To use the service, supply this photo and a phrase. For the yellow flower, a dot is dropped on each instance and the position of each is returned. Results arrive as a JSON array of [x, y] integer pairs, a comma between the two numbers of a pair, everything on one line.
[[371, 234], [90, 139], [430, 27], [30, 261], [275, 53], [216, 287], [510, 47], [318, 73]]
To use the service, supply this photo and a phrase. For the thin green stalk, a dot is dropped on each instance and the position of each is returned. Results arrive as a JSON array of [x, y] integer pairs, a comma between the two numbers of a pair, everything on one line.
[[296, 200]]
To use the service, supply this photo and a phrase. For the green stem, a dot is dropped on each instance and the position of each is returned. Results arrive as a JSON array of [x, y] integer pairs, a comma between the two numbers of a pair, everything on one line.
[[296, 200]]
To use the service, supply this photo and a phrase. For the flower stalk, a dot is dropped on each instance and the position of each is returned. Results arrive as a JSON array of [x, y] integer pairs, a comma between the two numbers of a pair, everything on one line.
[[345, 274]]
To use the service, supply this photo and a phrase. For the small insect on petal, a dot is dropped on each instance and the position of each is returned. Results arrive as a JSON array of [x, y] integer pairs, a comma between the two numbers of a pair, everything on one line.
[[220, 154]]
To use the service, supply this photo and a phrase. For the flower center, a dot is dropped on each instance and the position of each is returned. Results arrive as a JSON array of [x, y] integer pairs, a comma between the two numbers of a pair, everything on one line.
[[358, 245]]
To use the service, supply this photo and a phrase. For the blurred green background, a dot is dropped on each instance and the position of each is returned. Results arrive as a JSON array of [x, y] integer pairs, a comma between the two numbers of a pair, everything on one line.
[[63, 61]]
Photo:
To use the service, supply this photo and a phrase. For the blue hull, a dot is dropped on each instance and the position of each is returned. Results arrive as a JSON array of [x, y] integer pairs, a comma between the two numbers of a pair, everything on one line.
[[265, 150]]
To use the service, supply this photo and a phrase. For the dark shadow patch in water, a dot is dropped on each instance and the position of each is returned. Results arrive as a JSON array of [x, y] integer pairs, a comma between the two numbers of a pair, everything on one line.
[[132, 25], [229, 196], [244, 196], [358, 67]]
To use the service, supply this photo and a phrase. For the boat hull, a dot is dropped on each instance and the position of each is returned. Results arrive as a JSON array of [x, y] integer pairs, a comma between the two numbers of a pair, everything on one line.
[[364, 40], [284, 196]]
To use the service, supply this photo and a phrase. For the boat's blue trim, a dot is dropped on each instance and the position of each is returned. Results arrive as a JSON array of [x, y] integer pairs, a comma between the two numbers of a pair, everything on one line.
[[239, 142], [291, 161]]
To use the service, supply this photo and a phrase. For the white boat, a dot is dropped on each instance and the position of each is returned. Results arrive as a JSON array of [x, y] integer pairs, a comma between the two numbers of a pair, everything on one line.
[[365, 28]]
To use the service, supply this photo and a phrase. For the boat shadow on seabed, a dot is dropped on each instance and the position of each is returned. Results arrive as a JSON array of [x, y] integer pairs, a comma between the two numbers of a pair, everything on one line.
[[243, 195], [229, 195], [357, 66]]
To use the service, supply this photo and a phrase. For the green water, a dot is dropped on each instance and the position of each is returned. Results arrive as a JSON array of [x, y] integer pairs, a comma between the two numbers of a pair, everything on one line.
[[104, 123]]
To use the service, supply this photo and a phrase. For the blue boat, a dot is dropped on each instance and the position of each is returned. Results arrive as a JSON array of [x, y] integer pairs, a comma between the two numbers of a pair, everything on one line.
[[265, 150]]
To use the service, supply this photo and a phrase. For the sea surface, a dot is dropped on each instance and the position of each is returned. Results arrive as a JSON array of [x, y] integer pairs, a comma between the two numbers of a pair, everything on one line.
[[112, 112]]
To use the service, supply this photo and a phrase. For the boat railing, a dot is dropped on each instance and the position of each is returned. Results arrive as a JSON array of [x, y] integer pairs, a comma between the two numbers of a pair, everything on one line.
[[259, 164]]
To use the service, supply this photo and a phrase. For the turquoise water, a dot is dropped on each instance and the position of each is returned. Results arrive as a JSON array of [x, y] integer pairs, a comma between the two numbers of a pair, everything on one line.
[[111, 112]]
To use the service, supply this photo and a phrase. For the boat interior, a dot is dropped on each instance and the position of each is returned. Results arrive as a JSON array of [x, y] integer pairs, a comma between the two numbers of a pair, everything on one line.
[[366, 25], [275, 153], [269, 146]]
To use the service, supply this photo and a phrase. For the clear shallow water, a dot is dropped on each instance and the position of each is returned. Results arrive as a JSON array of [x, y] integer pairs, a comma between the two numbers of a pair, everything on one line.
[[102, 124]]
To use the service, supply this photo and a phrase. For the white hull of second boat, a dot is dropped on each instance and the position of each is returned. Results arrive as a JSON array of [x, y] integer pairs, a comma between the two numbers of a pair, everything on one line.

## TASK BRIEF
Print all the lines exactly as they occur in the listing.

## EXERCISE SOLUTION
To use the service, supply this photo and a phrase. For the yellow flower, a dot is dropped on each instance and the position of each is returned. Results arrive as a JSON array of [x, y] integer pairs, a comma between the two numbers of a pair, everything on one line.
[[371, 234], [90, 139], [430, 27], [30, 261], [275, 53], [216, 287], [510, 47], [318, 73]]
To use the service, supply this photo and a phrase. For the thin green stalk, a dot is dropped on each instance and the position of each is returned. Results arrive as a JSON array of [x, y] integer pairs, a comma between the two numbers of a pair, everything on one line.
[[296, 200]]
To use the service, supply this photo and a phrase. For the green stem, a dot is dropped on each instance and the position of each is returned. Results arrive as a JSON array of [x, y] integer pairs, a comma between the two numbers of a pair, everything on one line.
[[296, 200]]
To use the service, supply this photo and a phrase. For the flower stalk, a dot is dropped on each instance and the position of each is returned. Results arrive as a JSON array of [x, y] integer pairs, a comma between the two numbers of a pair, everything on one line.
[[345, 274]]
To use the service, supply this photo and a phrase. For the small insect on petal, a dot is dropped on each instance and the position of each is returned. Results arrive as a JSON array of [x, y] integer pairs, a comma between the two numbers of a pair, everything on one line.
[[220, 154]]
To use the service, supply this photo and a phrase. For the flower center, a dot is dropped on each instance and the position of each is returned. Results arrive as a JSON array of [x, y] integer pairs, a comma between the two numbers of a pair, everything on one line.
[[358, 245]]
To use the service, supply this photo and a phrase. For the blurred green background, a dot is dropped on each instance and the position of each is returned. Results arrive as a JSON array of [x, y] integer pairs, a comma between the two numbers of a pair, everything on one line.
[[63, 61]]
Photo:
To use the service, supply this photo and a phrase. For the blue hull, a dot is dropped on each instance and the position of each is returned. Results arrive as a JSON array of [x, y] integer pairs, a comma between the two numbers of a pair, everything on one line.
[[265, 150]]
To use the service, supply this photo and a phrase. For the dark shadow patch in water, a dot is dropped on each instance and the position of each is returned. Results arrive as a JSON array of [x, y] integer pairs, a comma between the two numbers of a pair, everything on one line.
[[132, 25], [229, 196], [244, 196], [358, 67]]
To use the service, supply this photo and a phrase. For the boat hull, a dot is dropped on each instance and the position of each is returned. Results arrive as a JSON array of [x, y] integer pairs, a comma between the two numbers of a pair, everything on one line.
[[364, 40], [284, 196]]
To use the service, supply this photo and a phrase. For the boat's blue trim, a dot is dropped on each instance and the position of each is returned. Results arrive as a JSON array of [x, y] integer pairs, a comma between the two numbers of a pair, everything on one line.
[[239, 142], [291, 161]]
To use the service, supply this photo and a phrase. For the white boat, a dot is dropped on each instance and the position of each is returned. Results arrive as a JSON array of [x, y] integer pairs, a comma between the two numbers of a pair, everything on one line.
[[365, 28]]
To use the service, supply this photo and a phrase. For the boat shadow on seabed, a dot is dropped on each instance and the position of each is returned. Results arrive as a JSON array of [x, y] integer pairs, a comma between the two numbers of a pair, everything on one line.
[[243, 195], [229, 195], [357, 66]]
To use the service, supply this photo and a phrase. For the green water, a dot is dropped on each instance and the position of each is returned. Results arrive as a JSON array of [x, y] integer pairs, a comma between the two numbers of a pair, everything on one line.
[[104, 123]]
To use the service, supply this photo and a phrase. For the blue boat, a dot is dropped on each instance and the position of each is returned. Results arrive as a JSON array of [x, y] integer pairs, a comma between the two numbers of a pair, everything on one line.
[[265, 150]]
To use the service, supply this photo and a phrase. For the sea surface, a dot is dropped on each instance and the position of each is returned. Results arrive as a JSON array of [x, y] integer pairs, a comma between the two numbers of a pair, everything on one line.
[[112, 112]]
To use the service, supply this photo and a phrase. For the boat railing, a dot is dropped on each instance and the position of each is returned. Results arrive as a JSON array of [x, y] integer pairs, a comma between the two numbers of a pair, everything on one line.
[[259, 164]]
To use the service, supply this photo and a phrase. For the turquoise water, a dot is dropped on each instance and the position of each is returned. Results arrive as a JSON array of [x, y] integer pairs, a comma between the two numbers of a pair, everything on one line.
[[111, 112]]
To use the service, supply this photo and a phrase. For the boat interior, a dot is dropped on each instance and the position of each is returned. Results arrive as a JSON array of [x, y] integer pairs, a comma between the two numbers of a pair, everything on one line.
[[366, 25], [275, 153], [269, 146]]
To use the service, supply this photo and a phrase. For the clear shallow water, a dot is dropped on each instance and the position of each is returned. Results arrive as a JSON array of [x, y] integer pairs, a comma between the two numbers of a pair, everything on one line.
[[102, 124]]
To use the service, supply this photo and a phrase. For the white hull of second boat, a dot is dropped on each instance and the position of each is returned. Results arrive as a JSON array of [x, y] integer pairs, a comma between the two numbers of a pair, everything on one line.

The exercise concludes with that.